Naming Love in the L2 Classroom: A Catalyst for Future Research

Rebecca Oxford (University of Maryland, USA) & Ana Barcelos (Federal University of Vicosa, Brazil)

“The Inuit had fifty-two names for snow because it was important to them. There ought to be as many for love” (Atwood, 1972, p. 107, adapted). Thoughts of love pervade private lives, media, and literature. A few narrative studies (e.g., Oxford & Cuéllar, 2014) explore teacher-student love and compassion in L2 education, with benefits for motivation, performance, and satisfaction, but most L2 emotion investigations concern learner anxiety without other emotions. Exceptions are works on learner anxiety and enjoyment together (Dewaele & MacIntyre, 2014), positive psychology (MacIntyre, Gregersen, & Mercer, 2016), and L2 teacher psychology (Mercer & Kostoulas, 2017).

This colloquium, whose presenters hail from Austria, England, the United States, Brazil, Japan, and Canada, is a catalyst for future research on love in L2 education. It showcases five 25-minute, thematically-related papers illustrating how love naturally occurs in many L2 education settings and can be further fostered by practical activities. Presenters’ insights come from their formal research (e.g., narrative, survey, and observational); classroom experiences with songs, discussions, and poetry; and L2-education applications of positive psychology, contemplative inquiry, spirituality, and philosophy.

WORK ITEM A:
According to the colloquium abstract, how many papers does the colloquium showcase, and how long is each one?
WORK ITEM B:
Reproduce the passage of the colloquium abstract starting with "This colloquium, whose" and going on through "spirituality, and philosophy.".

INFORMATION SHOWN:
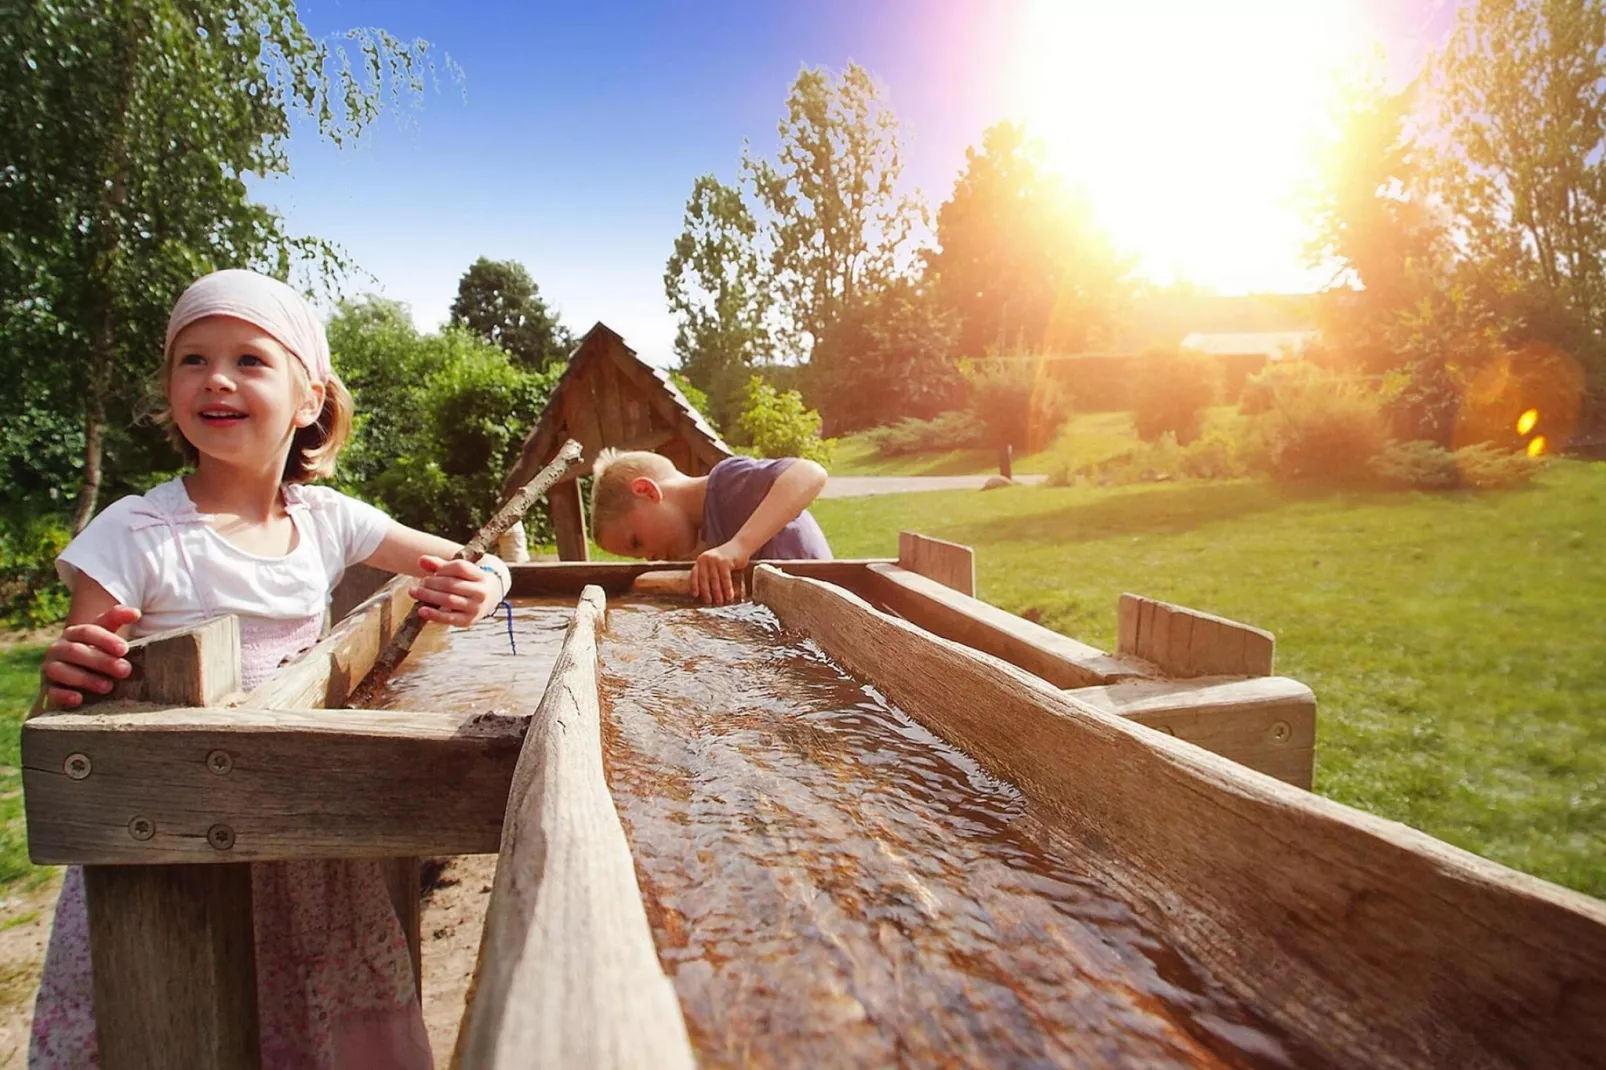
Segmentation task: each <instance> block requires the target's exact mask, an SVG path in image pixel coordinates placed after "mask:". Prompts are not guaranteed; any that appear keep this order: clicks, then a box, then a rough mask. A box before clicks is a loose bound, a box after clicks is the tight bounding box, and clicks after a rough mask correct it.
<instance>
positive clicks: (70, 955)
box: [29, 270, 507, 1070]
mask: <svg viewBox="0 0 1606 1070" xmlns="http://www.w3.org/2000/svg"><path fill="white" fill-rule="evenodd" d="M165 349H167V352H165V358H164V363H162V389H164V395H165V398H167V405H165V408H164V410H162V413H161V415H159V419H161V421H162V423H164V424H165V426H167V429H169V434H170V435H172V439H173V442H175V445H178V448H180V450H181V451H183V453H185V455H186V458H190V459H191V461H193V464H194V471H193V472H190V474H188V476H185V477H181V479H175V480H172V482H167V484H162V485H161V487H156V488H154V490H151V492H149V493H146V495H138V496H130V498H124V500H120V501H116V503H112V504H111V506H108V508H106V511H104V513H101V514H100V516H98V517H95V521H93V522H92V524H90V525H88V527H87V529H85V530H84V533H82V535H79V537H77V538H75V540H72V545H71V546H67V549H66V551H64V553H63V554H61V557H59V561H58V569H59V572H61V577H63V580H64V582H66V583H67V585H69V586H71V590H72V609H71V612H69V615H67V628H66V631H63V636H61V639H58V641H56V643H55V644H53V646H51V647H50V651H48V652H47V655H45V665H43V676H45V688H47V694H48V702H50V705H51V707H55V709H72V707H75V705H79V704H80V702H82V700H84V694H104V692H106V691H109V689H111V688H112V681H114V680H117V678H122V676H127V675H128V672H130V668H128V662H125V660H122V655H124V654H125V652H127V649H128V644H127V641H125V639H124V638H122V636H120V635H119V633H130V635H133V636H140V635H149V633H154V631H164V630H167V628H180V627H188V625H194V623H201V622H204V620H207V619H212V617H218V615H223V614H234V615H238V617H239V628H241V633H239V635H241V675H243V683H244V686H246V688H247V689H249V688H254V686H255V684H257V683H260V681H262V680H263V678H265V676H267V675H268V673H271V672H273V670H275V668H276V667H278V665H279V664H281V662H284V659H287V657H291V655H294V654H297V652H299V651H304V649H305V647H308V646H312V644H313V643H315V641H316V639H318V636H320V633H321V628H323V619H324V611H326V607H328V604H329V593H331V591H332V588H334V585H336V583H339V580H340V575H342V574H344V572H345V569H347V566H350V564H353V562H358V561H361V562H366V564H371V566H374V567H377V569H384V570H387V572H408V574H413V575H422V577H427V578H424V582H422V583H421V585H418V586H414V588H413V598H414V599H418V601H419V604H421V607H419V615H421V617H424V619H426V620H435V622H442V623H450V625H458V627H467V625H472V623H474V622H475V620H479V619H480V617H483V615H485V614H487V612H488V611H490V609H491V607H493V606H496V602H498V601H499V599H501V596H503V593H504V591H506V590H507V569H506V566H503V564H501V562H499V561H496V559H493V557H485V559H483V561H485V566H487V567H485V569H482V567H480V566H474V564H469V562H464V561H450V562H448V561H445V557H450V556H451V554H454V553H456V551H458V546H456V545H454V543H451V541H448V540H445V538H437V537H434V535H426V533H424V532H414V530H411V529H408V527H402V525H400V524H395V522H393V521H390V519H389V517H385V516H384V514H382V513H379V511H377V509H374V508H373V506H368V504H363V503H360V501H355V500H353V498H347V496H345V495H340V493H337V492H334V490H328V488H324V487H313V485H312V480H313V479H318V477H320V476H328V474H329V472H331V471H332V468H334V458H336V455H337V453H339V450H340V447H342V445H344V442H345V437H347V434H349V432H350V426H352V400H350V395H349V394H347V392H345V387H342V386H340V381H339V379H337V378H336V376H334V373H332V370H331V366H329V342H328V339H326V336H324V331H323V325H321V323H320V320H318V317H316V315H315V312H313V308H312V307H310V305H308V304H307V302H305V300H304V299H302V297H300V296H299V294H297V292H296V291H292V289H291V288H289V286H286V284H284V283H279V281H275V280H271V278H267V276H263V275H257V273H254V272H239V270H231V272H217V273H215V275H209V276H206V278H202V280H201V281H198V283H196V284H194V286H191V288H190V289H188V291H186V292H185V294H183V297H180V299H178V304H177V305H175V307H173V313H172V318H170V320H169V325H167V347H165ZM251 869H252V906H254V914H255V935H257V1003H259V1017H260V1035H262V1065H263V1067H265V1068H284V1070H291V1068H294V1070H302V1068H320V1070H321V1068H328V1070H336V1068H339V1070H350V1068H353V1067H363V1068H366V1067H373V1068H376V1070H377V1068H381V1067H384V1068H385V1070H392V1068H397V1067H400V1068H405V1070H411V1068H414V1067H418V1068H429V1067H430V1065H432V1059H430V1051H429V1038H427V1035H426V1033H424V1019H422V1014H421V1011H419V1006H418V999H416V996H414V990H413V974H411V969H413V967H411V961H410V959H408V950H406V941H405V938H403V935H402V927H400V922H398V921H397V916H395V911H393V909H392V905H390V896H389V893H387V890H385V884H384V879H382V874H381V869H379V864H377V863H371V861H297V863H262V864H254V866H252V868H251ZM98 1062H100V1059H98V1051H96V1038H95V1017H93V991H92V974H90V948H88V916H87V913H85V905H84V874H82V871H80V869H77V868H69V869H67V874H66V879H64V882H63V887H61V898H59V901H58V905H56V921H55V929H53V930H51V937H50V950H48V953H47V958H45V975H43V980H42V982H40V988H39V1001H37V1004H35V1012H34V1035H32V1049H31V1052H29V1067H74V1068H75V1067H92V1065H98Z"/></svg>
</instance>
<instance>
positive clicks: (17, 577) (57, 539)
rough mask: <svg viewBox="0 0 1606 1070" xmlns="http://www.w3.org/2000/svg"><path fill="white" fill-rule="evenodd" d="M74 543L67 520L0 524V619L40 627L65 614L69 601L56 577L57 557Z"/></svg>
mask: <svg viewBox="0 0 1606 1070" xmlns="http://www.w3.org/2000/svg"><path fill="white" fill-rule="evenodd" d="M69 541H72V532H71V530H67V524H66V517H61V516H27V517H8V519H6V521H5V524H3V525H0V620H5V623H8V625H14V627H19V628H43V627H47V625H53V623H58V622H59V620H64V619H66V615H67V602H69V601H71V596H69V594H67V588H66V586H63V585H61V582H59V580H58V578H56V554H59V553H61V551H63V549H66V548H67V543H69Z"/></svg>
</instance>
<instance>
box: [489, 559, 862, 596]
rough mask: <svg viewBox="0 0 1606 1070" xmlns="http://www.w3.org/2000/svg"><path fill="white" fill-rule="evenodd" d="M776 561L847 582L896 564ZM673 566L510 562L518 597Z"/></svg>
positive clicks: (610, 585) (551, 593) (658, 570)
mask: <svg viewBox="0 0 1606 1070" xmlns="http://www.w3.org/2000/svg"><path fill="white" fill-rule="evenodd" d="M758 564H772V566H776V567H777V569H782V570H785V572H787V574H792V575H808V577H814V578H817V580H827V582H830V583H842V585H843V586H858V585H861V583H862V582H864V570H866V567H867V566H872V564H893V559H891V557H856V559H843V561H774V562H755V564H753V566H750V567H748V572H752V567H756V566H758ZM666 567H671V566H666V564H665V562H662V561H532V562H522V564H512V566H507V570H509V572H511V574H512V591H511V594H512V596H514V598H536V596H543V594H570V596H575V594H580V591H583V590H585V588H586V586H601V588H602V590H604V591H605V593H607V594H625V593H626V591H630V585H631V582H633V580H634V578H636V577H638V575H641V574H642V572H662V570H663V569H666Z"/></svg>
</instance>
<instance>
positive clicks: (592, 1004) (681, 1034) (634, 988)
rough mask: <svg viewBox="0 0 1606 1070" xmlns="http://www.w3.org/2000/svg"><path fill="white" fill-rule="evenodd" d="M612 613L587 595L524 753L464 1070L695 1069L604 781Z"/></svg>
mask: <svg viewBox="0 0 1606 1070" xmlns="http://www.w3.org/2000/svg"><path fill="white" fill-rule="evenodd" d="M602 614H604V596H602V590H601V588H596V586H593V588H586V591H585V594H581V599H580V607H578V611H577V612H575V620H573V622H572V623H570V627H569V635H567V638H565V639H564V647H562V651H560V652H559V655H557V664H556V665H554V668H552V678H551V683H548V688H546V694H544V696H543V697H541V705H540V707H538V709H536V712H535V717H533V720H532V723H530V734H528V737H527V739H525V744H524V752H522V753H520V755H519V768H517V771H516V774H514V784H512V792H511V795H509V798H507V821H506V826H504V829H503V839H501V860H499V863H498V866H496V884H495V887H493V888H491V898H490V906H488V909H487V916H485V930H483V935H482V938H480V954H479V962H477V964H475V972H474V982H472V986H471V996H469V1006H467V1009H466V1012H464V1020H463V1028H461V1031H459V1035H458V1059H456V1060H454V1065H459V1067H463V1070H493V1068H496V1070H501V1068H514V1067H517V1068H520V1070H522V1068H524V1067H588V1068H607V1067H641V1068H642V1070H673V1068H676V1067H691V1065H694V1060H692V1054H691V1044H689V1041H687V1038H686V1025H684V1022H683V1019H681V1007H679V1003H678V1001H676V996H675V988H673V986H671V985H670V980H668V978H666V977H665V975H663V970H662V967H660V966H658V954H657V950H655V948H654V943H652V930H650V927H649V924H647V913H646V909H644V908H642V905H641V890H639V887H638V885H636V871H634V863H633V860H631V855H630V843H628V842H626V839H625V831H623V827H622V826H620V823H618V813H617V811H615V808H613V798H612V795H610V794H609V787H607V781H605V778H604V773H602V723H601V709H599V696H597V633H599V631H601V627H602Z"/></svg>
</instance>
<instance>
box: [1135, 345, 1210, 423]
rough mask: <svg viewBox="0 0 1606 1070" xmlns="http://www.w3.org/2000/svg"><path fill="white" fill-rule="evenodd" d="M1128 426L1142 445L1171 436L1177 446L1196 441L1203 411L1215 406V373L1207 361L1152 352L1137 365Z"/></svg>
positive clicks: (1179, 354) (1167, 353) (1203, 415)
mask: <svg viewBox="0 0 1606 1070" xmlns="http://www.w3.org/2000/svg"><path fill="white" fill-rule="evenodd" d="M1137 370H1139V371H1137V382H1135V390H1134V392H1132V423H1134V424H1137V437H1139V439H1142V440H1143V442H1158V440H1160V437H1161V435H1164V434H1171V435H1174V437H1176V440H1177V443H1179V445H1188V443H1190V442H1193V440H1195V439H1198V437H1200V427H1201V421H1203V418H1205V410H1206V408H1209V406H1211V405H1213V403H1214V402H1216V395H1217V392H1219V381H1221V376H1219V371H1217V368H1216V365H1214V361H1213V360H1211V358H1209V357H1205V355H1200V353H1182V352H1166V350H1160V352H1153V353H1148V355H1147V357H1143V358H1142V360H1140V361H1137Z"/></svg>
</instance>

--

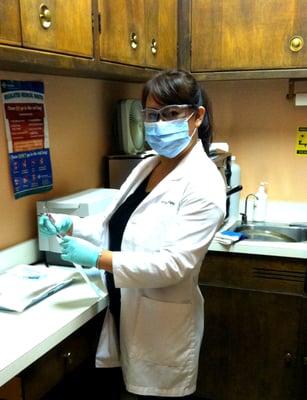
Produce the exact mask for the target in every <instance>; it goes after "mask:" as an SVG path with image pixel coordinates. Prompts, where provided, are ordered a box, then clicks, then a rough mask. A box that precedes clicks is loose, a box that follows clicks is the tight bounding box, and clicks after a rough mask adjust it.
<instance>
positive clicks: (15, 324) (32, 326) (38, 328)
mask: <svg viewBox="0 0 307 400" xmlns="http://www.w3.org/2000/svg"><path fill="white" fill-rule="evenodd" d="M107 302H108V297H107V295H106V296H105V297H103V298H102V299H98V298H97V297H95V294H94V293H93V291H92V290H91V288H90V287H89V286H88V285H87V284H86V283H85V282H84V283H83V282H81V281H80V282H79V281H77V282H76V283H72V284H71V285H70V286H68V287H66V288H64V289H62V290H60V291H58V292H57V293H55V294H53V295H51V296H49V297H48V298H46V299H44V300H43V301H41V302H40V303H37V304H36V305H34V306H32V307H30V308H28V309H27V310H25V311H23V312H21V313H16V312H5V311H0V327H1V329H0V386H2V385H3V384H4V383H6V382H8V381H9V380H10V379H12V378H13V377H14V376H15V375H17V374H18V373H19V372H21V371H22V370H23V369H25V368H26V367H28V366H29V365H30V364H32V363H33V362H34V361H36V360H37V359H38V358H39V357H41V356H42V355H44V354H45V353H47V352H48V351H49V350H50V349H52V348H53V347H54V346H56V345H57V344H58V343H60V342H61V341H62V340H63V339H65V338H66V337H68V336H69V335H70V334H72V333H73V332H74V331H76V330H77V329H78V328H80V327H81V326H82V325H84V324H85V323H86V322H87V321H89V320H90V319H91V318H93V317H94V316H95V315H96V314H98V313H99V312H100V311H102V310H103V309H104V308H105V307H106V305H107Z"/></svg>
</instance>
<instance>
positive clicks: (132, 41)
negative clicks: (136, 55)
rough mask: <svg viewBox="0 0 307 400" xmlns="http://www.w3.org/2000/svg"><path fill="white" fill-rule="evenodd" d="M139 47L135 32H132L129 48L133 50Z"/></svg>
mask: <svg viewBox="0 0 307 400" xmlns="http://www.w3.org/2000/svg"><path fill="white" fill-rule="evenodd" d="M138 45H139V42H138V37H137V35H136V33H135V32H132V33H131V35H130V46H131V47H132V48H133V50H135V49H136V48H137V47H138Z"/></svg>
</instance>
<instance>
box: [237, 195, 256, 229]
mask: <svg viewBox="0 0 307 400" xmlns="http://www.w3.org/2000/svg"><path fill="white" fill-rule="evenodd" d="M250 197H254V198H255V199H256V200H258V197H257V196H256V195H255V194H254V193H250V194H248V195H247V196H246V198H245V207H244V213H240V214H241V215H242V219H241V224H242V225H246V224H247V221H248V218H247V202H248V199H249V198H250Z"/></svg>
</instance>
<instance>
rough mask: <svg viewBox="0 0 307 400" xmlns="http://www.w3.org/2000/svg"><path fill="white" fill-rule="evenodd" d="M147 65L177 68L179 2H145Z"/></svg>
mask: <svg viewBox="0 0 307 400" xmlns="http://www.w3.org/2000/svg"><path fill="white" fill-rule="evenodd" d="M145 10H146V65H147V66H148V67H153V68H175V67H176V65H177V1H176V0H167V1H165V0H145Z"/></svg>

PROBLEM SOLUTION A:
It showcases five papers, each 25 minutes long.

PROBLEM SOLUTION B:
This colloquium, whose presenters hail from Austria, England, the United States, Brazil, Japan, and Canada, is a catalyst for future research on love in L2 education. It showcases five 25-minute, thematically-related papers illustrating how love naturally occurs in many L2 education settings and can be further fostered by practical activities. Presenters’ insights come from their formal research (e.g., narrative, survey, and observational); classroom experiences with songs, discussions, and poetry; and L2-education applications of positive psychology, contemplative inquiry, spirituality, and philosophy.